ASSIGNMENT
Your task is to print, exactly and only, the lines from the start of the entries below through the line with "Target: woman in blue t-shirt". Include both ends, but skip the pictures.

[Stored entries]
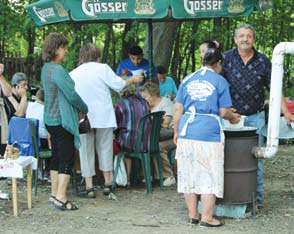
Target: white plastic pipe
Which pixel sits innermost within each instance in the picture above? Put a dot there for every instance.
(275, 100)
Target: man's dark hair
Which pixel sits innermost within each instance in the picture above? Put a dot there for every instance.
(161, 70)
(136, 50)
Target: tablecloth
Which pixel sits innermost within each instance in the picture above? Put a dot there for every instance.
(14, 168)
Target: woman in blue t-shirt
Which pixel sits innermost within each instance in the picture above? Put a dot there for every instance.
(202, 98)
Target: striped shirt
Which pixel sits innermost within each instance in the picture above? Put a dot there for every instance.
(129, 111)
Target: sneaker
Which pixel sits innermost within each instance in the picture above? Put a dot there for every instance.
(169, 181)
(144, 181)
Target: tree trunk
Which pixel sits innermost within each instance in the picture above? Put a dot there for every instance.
(163, 40)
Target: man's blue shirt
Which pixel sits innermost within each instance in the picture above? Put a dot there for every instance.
(247, 81)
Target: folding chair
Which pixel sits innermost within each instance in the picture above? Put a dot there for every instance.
(41, 155)
(153, 119)
(19, 132)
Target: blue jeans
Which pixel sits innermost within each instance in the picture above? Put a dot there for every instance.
(258, 120)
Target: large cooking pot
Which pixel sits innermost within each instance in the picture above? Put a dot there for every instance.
(240, 166)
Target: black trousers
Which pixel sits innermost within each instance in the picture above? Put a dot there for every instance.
(63, 149)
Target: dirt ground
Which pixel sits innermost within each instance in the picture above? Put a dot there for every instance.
(161, 212)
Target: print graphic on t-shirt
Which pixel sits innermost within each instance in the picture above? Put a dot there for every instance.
(200, 89)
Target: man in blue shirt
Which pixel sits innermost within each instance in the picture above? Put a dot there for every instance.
(127, 67)
(167, 85)
(248, 73)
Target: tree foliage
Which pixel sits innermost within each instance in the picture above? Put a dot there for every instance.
(175, 44)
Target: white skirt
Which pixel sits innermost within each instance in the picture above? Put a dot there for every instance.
(200, 167)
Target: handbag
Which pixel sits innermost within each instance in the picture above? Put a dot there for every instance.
(11, 152)
(121, 178)
(166, 133)
(84, 125)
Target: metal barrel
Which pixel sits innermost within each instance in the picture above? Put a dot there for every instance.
(240, 168)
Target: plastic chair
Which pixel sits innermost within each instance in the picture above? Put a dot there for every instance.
(20, 134)
(39, 154)
(154, 121)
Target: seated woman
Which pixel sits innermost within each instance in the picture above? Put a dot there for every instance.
(16, 104)
(129, 110)
(151, 93)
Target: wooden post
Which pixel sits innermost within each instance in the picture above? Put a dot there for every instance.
(29, 186)
(14, 196)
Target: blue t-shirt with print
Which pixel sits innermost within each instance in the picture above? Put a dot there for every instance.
(127, 63)
(206, 91)
(167, 87)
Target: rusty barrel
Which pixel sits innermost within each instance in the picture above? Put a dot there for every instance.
(240, 166)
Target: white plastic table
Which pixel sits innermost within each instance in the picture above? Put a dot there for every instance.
(14, 170)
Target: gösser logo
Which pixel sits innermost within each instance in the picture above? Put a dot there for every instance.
(43, 14)
(93, 7)
(193, 6)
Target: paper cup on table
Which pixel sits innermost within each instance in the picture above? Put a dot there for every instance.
(139, 72)
(228, 125)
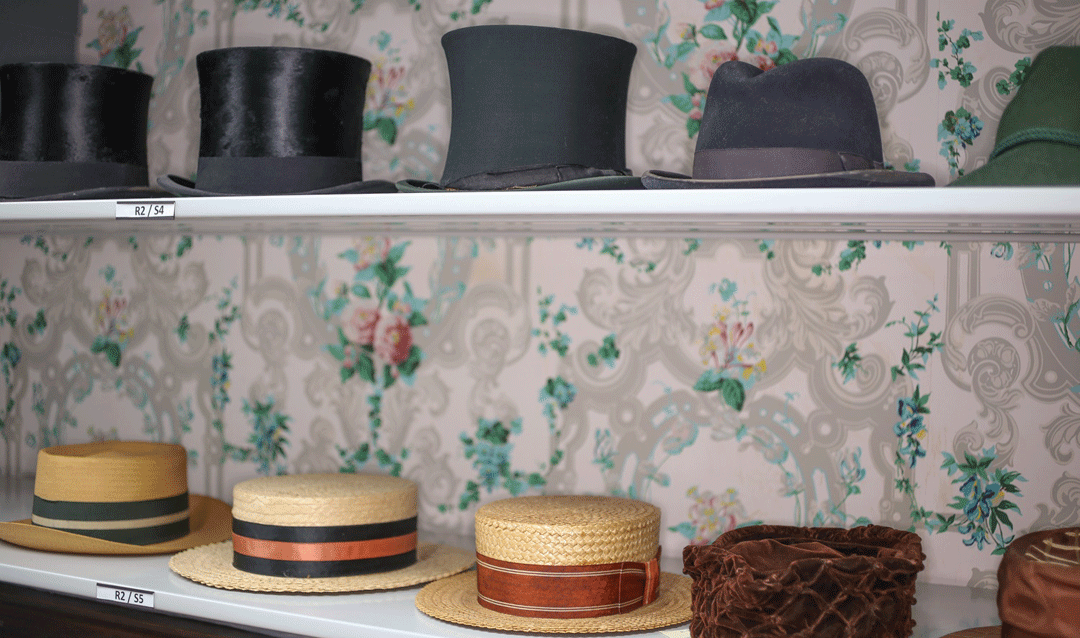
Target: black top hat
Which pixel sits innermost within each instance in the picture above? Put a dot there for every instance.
(72, 131)
(536, 107)
(808, 123)
(279, 120)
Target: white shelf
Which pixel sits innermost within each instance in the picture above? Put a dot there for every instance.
(956, 214)
(941, 609)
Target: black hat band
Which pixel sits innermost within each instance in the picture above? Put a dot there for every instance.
(754, 163)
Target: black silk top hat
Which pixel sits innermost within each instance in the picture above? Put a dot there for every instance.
(279, 120)
(537, 108)
(72, 131)
(808, 123)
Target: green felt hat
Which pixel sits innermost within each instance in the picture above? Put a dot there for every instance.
(1038, 141)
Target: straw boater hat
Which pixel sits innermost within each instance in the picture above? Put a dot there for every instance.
(1038, 588)
(564, 565)
(322, 533)
(117, 498)
(805, 582)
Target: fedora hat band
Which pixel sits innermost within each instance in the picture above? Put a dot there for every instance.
(325, 551)
(754, 163)
(566, 591)
(28, 179)
(136, 523)
(274, 175)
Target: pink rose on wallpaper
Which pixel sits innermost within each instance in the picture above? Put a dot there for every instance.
(714, 58)
(360, 325)
(372, 250)
(393, 339)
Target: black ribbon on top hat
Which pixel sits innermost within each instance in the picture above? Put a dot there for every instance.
(323, 552)
(135, 523)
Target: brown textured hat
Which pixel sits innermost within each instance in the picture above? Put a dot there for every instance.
(805, 582)
(1038, 587)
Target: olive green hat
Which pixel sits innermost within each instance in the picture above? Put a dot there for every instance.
(1038, 141)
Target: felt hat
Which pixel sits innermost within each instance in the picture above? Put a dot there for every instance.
(563, 565)
(117, 498)
(71, 131)
(796, 581)
(321, 533)
(808, 123)
(535, 108)
(1038, 587)
(1038, 139)
(279, 120)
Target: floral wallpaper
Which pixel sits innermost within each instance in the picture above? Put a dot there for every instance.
(928, 385)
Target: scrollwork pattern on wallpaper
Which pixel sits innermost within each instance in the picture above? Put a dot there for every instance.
(1029, 26)
(892, 53)
(991, 369)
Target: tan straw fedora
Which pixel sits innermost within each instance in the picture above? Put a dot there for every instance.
(563, 565)
(117, 498)
(1038, 588)
(322, 533)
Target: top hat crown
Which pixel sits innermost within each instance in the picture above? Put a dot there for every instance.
(528, 100)
(70, 127)
(279, 120)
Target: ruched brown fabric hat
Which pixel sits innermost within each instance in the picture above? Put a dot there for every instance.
(1038, 587)
(805, 582)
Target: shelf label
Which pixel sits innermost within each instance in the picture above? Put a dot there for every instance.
(124, 595)
(152, 209)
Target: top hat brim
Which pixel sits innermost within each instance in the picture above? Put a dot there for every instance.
(454, 600)
(872, 177)
(212, 566)
(976, 633)
(179, 186)
(105, 192)
(602, 182)
(211, 521)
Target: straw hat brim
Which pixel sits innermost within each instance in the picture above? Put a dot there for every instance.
(454, 600)
(212, 565)
(211, 521)
(976, 633)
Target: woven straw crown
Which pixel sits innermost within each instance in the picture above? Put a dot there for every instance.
(568, 530)
(314, 500)
(111, 472)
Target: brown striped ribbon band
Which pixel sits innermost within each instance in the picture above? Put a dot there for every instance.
(566, 591)
(331, 551)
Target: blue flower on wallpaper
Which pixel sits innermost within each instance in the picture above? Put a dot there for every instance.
(912, 429)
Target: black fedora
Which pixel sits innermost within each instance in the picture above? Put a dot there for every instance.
(279, 120)
(537, 108)
(808, 123)
(71, 131)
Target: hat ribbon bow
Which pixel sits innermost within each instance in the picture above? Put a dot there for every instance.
(566, 591)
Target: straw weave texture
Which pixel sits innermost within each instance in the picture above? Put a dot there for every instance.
(315, 500)
(111, 472)
(212, 565)
(454, 600)
(568, 530)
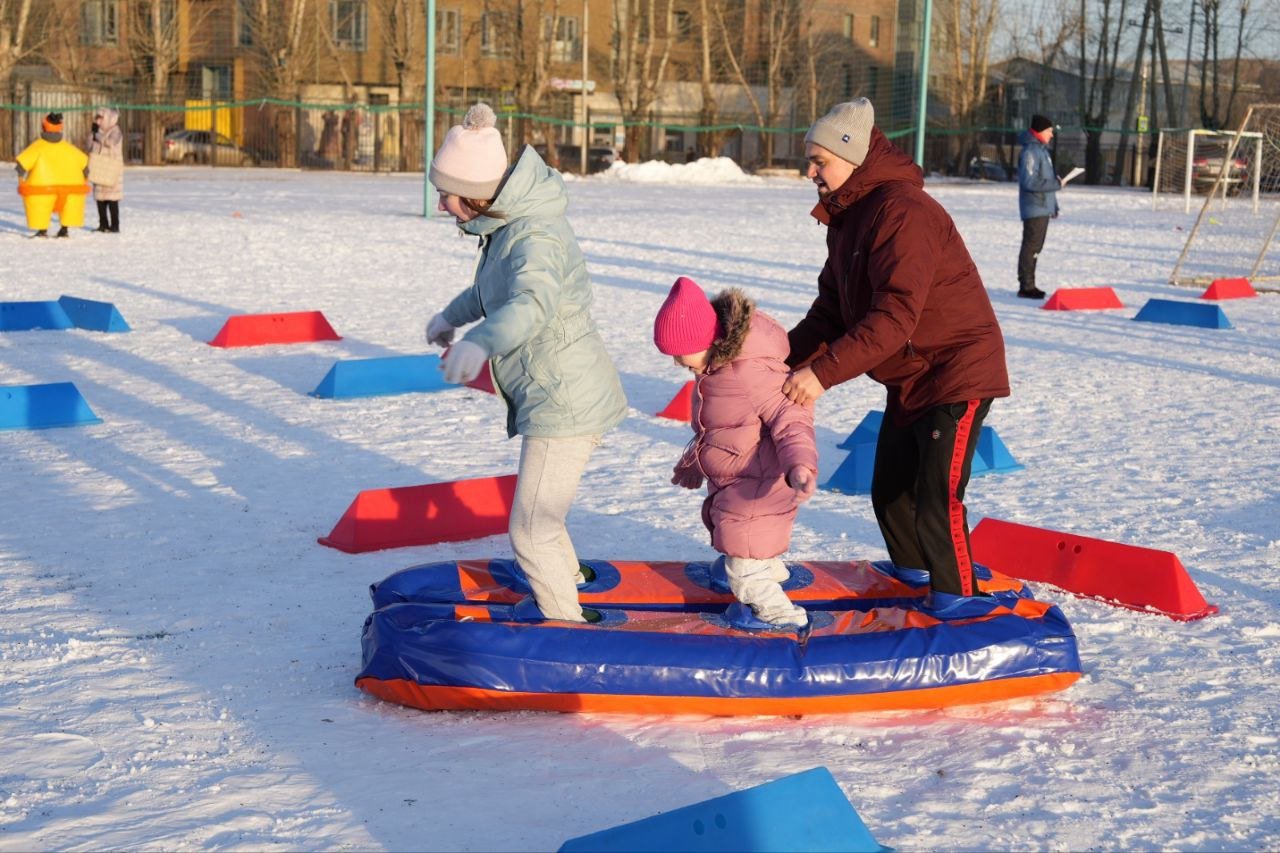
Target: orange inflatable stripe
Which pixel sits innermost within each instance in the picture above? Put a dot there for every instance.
(53, 188)
(457, 698)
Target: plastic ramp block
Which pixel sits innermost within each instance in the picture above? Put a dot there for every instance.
(415, 515)
(867, 430)
(854, 475)
(805, 811)
(95, 316)
(23, 316)
(1082, 299)
(1127, 575)
(992, 455)
(56, 404)
(681, 406)
(1229, 288)
(1208, 316)
(257, 329)
(484, 382)
(376, 377)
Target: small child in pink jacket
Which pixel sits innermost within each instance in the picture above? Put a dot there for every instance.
(754, 447)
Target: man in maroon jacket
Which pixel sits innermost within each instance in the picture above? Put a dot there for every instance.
(900, 300)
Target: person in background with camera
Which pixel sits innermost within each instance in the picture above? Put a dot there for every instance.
(106, 168)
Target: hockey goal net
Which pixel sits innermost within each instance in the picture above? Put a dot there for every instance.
(1235, 233)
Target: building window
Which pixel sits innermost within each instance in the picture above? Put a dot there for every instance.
(448, 31)
(100, 22)
(350, 23)
(493, 35)
(682, 24)
(245, 22)
(565, 39)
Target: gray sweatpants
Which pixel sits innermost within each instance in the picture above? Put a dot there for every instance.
(545, 484)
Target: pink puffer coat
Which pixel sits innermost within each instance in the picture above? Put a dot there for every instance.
(748, 434)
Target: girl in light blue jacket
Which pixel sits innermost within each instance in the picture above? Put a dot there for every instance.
(533, 299)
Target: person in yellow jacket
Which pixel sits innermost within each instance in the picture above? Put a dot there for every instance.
(51, 179)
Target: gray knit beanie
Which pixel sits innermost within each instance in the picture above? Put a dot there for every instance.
(845, 131)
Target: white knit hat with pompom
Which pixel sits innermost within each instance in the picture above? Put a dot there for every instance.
(472, 159)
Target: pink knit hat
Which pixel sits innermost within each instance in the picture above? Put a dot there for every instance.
(471, 159)
(686, 322)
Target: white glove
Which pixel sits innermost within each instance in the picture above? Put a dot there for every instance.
(439, 332)
(462, 361)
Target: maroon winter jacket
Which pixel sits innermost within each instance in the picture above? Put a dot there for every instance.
(899, 297)
(748, 434)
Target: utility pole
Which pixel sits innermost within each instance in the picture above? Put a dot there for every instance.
(429, 108)
(923, 106)
(586, 41)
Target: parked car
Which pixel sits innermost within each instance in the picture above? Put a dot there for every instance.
(1208, 163)
(205, 146)
(984, 169)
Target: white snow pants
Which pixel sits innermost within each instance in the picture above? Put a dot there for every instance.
(545, 486)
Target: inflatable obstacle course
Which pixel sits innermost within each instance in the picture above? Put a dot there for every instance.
(805, 811)
(854, 474)
(1208, 316)
(375, 377)
(868, 644)
(414, 515)
(681, 406)
(56, 404)
(259, 329)
(1127, 575)
(1082, 299)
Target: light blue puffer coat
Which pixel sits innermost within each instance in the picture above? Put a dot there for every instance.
(533, 293)
(1037, 182)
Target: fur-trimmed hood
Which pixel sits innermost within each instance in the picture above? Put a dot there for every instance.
(743, 332)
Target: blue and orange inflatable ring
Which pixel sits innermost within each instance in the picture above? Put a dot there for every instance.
(671, 639)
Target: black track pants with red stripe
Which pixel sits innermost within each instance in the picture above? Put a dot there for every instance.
(918, 492)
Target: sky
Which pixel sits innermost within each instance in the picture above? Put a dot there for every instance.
(177, 652)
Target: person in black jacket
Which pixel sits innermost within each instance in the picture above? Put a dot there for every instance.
(900, 300)
(1037, 200)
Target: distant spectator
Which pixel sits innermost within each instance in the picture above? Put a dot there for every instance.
(106, 168)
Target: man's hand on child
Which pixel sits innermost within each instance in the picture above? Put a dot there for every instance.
(688, 478)
(464, 361)
(801, 479)
(803, 387)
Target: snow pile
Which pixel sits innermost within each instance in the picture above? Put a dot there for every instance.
(705, 170)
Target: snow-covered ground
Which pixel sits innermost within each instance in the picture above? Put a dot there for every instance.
(177, 652)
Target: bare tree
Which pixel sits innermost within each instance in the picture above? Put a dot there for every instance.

EXERCISE SOLUTION
Target: white plastic pipe
Which pixel sits innermost within each instance in the picture above? Put a dot there for every instance.
(275, 100)
Target: man's dark hair
Which pixel sits innermost within each instance in the picture above? Put a dot there for every instance.
(161, 70)
(136, 50)
Target: tablecloth
Which pixel sits innermost within each instance in the picture above? Put a dot there for every instance.
(14, 168)
Target: woman in blue t-shirt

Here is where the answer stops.